(Short task): Reproduce every item below with "instance" changed to "occurrence" and nothing else altered.

(Extracted material):
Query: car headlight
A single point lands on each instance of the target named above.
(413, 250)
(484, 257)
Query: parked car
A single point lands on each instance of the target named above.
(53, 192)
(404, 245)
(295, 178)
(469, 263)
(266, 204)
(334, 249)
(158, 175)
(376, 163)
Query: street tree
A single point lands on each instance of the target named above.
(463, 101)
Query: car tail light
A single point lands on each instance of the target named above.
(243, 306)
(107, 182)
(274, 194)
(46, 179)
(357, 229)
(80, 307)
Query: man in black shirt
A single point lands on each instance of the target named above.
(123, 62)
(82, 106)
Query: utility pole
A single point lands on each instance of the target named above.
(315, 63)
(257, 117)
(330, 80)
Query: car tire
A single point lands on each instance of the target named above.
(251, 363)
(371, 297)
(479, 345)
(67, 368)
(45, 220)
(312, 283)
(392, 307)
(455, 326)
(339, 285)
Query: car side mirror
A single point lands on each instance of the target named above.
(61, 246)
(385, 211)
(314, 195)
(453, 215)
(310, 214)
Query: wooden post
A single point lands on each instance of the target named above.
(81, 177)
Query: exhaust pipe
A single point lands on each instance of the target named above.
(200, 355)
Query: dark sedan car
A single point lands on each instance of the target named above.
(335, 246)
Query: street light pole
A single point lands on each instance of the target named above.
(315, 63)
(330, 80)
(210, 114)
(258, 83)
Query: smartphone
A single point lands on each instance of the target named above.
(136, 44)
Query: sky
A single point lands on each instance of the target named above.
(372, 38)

(Result of the task):
Query: car headlight
A single point lands on each occurrence of the target named above.
(413, 250)
(484, 257)
Query: parked car
A single point lands on each occurrence of the target named above.
(53, 192)
(404, 245)
(295, 178)
(469, 263)
(266, 204)
(334, 249)
(158, 175)
(376, 163)
Query: street tree
A single point lands on each occurrence of the target named above.
(463, 101)
Query: car tail light
A single point lands on each occurrence of the target named above.
(243, 306)
(107, 182)
(274, 194)
(46, 179)
(357, 229)
(80, 307)
Query: man in black shirt
A single point lands on each occurrence of the target named above.
(123, 62)
(82, 106)
Query: utility pole
A single point lands on each occurrence of the target named above.
(315, 63)
(257, 117)
(330, 80)
Query: car tire
A single point lands on each occurrence of the target named above.
(251, 363)
(371, 297)
(479, 345)
(67, 368)
(45, 220)
(312, 283)
(392, 307)
(455, 326)
(339, 285)
Query: car side mirror
A single point lands on each occurrence of the target named above.
(61, 246)
(385, 211)
(314, 195)
(453, 215)
(310, 214)
Query: wooden post
A single point lands on each occurrence of the target named above.
(81, 177)
Query: exhaust pipe
A single point lands on each occurrence of the target named above.
(200, 355)
Query: dark sedan car
A single point lands on each occurrence of the target named above.
(335, 246)
Query: street light pole
A single point lands on each occurrence of the target named above.
(315, 63)
(330, 80)
(210, 114)
(258, 83)
Query: smartphone
A single point lands on each occurrence of the target named above.
(136, 44)
Query: sky
A single point lands on each occurrence of the target named above.
(372, 38)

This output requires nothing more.